◆ **Task description**
Reproduce the records below with every instance of "on its own line" replaced by "on a separate line", leaving all other text unchanged.

═══ Data supplied ═══

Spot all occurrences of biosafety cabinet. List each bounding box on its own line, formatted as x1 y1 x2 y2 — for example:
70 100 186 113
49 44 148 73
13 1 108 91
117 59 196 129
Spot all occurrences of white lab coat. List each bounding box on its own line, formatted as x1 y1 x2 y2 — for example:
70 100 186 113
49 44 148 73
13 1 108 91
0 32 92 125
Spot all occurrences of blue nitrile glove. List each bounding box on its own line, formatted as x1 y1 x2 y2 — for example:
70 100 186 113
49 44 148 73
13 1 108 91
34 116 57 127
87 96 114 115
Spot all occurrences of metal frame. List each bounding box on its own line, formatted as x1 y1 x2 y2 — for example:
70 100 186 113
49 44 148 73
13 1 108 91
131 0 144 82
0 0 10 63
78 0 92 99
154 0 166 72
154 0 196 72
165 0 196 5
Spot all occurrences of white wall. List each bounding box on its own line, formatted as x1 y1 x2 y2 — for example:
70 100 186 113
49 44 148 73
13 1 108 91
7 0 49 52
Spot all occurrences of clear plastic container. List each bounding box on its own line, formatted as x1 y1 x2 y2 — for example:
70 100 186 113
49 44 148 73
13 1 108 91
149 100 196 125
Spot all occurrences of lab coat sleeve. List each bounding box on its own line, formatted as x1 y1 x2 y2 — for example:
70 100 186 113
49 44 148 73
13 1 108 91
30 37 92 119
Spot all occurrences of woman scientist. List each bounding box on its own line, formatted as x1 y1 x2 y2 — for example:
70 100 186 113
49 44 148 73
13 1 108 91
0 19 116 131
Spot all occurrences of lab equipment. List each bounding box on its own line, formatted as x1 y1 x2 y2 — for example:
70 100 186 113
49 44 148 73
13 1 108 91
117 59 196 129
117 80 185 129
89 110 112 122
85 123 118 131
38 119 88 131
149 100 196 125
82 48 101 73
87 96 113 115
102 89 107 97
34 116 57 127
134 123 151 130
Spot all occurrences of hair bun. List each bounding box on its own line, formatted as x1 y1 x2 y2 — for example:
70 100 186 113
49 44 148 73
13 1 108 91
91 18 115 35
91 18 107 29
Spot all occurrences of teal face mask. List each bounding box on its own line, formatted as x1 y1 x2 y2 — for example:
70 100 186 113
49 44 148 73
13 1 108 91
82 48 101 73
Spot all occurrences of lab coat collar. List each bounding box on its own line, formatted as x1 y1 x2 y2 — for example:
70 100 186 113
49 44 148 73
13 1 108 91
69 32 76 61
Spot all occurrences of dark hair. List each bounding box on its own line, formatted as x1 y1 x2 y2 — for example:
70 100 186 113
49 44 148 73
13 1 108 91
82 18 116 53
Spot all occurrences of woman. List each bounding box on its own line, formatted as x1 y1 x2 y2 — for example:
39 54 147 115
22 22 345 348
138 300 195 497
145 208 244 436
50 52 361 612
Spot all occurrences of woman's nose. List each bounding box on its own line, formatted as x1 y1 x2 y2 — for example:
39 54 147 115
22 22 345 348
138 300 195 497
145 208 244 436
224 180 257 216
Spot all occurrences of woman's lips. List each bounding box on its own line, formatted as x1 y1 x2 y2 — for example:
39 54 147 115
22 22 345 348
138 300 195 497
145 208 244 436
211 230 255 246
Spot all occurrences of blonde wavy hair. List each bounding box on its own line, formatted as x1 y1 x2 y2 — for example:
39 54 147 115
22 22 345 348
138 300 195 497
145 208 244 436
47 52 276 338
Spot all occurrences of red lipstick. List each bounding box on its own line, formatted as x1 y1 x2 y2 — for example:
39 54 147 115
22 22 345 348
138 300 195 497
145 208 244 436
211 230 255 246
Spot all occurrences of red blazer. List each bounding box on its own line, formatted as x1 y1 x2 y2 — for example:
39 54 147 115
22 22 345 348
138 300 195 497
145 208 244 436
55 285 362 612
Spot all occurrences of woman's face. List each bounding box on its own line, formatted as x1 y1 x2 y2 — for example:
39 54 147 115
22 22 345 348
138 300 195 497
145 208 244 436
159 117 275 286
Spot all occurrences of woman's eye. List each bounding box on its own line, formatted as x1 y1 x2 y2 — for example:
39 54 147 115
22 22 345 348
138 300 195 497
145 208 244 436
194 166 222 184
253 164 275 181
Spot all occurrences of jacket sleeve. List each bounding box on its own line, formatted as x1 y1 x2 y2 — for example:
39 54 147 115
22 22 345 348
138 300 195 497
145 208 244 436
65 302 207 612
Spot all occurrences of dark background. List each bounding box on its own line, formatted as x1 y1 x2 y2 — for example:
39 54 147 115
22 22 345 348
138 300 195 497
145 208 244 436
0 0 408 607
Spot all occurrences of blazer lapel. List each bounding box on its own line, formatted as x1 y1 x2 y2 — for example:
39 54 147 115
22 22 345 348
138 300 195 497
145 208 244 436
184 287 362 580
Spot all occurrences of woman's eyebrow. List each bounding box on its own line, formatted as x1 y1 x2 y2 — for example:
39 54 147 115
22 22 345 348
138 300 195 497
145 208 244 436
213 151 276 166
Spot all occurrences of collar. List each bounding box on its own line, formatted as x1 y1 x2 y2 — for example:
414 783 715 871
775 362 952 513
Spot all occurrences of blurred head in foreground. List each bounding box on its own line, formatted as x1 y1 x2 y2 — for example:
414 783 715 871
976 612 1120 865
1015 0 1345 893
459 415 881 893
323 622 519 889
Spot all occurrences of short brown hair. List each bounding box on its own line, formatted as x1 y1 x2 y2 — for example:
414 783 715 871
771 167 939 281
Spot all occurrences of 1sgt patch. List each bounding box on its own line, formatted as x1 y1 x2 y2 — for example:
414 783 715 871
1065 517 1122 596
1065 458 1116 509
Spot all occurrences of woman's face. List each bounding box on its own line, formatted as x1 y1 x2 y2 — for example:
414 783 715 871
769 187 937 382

═══

◆ **Answer to the task**
Spot all occurrences of biosafety cabinet. List each bounding box on a separate line, formatted as x1 y1 x2 y2 — for example:
70 100 186 113
49 44 148 73
13 1 108 91
117 59 196 129
Spot all occurrences of white lab coat. List each bounding box on a separate line, formatted as x1 y1 x2 y2 — for example:
70 100 186 113
49 44 148 73
13 1 108 91
0 32 92 125
Spot all occurrences of blue nitrile glove. List each bounding box on a separate line, formatted as x1 y1 x2 y2 — for example:
70 100 186 113
49 44 148 73
13 1 108 91
34 116 57 127
87 96 114 115
Spot all occurrences of metal frame. List each bounding box on a separate line, formatted as x1 y1 x2 y2 — for example:
70 100 186 113
49 44 148 73
13 1 108 91
131 0 144 82
0 0 10 63
78 0 92 99
154 0 166 72
154 0 196 72
165 0 196 5
Spot all occurrences of white wall. List each bounding box on a separate line, formatted as x1 y1 x2 y2 — for example:
70 100 186 113
49 44 148 73
13 1 108 91
7 0 49 52
Spot all occurrences of clear plastic container. List each bounding box on a separate line, formatted as x1 y1 x2 y2 — for example:
70 100 186 113
49 44 148 73
13 1 108 91
149 100 196 125
Spot all occurrences of lab coat sleeve. List each bounding box on a separate line, formatted as x1 y1 x2 y2 — for example:
70 100 186 113
49 44 148 73
13 1 108 91
30 37 92 119
Spot all occurrences of woman scientist. List each bounding box on a separate line, formatted as x1 y1 x2 y2 — for example:
70 100 186 113
49 44 148 73
13 1 108 91
0 19 116 131
Spot all occurrences of lab equipment. List each bounding box on a separate line, formatted as x1 y1 x2 y2 — for example:
70 100 186 113
49 44 148 73
13 1 108 91
117 59 196 129
117 80 185 129
89 110 112 122
85 123 118 131
38 119 88 131
149 100 196 125
82 48 101 73
87 96 113 115
102 89 107 97
34 116 57 127
134 123 151 130
Spot all occurrences of hair bun. List each bounding box on a separate line, formatted as x1 y1 x2 y2 — for example:
70 100 186 113
49 44 148 73
13 1 108 91
91 18 115 35
91 18 107 29
Spot all occurrences of teal face mask. List each bounding box on a separate line, formatted as x1 y1 x2 y2 — for example:
70 100 186 113
49 44 148 73
13 1 108 91
82 48 101 73
Spot all occurrences of lab coat collar. List each bounding box on a separate line, formatted as x1 y1 x2 y2 — for example:
70 100 186 113
49 44 148 73
13 1 108 91
69 32 76 61
Spot all occurrences of dark hair. List each bounding box on a separate line, formatted as x1 y1 x2 y2 — for example:
70 100 186 113
49 44 148 73
13 1 108 91
82 18 116 53
Spot all occurrences of woman. List each bounding box on a separate line, formatted as x1 y1 x2 y2 — for example:
39 54 147 115
22 22 345 348
138 300 195 497
145 208 244 436
50 52 361 612
Spot all occurrences of woman's nose. List each bounding box on a separate line, formatted as x1 y1 x2 y2 — for example:
39 54 147 115
22 22 345 348
138 300 195 497
145 208 244 436
224 180 257 216
Spot all occurrences of woman's lips. List each bounding box on a separate line, formatted as x1 y1 x2 y2 — for example:
39 54 147 115
22 22 345 348
138 300 195 497
145 208 244 436
211 230 255 246
Spot all occurrences of blonde wavy hair. List each bounding box on a separate line, formatted as x1 y1 x2 y2 — for example:
39 54 147 115
22 22 345 348
138 300 195 497
145 208 244 436
47 52 276 338
Spot all occurrences of red lipstick. List each bounding box on a separate line, formatted as x1 y1 x2 y2 — for example:
39 54 147 115
22 22 345 348
138 300 195 497
145 208 244 436
211 230 255 246
Spot all occurrences of red blazer. List each bounding box on a separate line, formatted as x1 y1 x2 y2 — for example:
39 54 147 115
22 22 345 348
138 300 195 497
145 208 244 436
55 285 362 612
Spot all occurrences of woman's face. List each bounding box on a separate line, formatted as x1 y1 x2 y2 — for example:
39 54 147 115
22 22 345 348
138 300 195 497
145 208 244 436
159 117 275 286
Spot all occurrences of woman's eye. List each bounding box on a separate line, formatted as x1 y1 x2 y2 — for example:
39 54 147 115
22 22 345 348
138 300 195 497
145 208 244 436
194 166 222 184
253 164 275 181
Spot all occurrences of jacket sleeve. List each bounding box on a separate line, formatted as x1 y1 x2 y2 — for example:
39 54 147 115
22 22 345 348
138 300 195 497
145 208 244 436
65 302 207 612
Spot all occurrences of dark background. List each bounding box on a separate line, formatted as x1 y1 x2 y2 — for example:
39 54 147 115
22 22 345 348
138 300 195 497
145 208 244 436
0 0 408 607
Spot all occurrences of blazer lapel. List each bounding box on a separate line, formatted as x1 y1 x2 y2 — for example:
39 54 147 115
22 22 345 348
138 300 195 497
145 208 244 436
184 287 362 580
Spot all occurrences of woman's eyebrow. List each bounding box on a separate line, formatted as x1 y1 x2 y2 — for example:
39 54 147 115
22 22 345 348
138 300 195 497
145 208 244 436
213 151 276 166
Spot all occurrences of collar. List each bounding box on a separate line, formatted as x1 y1 x2 y2 — for example:
414 783 715 871
775 362 952 513
Spot all occurrences of blurred head in foreground. List each bounding box on a separate line, formatted as x1 y1 x2 y2 — for example:
414 783 715 871
976 612 1120 865
1015 0 1345 893
459 415 881 893
323 622 519 889
Spot all occurrences of short brown hair. List each bounding box on a separate line, formatted as x1 y1 x2 y2 — for example:
414 783 715 871
771 167 939 281
Spot all occurrences of 1sgt patch. List each bounding box on a separate line, formatted as x1 y1 x2 y2 — for example:
414 783 715 871
1065 517 1122 596
1065 458 1116 509
Spot all occurrences of woman's face. List each bounding box on a separate line, formatted as x1 y1 x2 y2 — for example:
414 783 715 871
769 187 937 382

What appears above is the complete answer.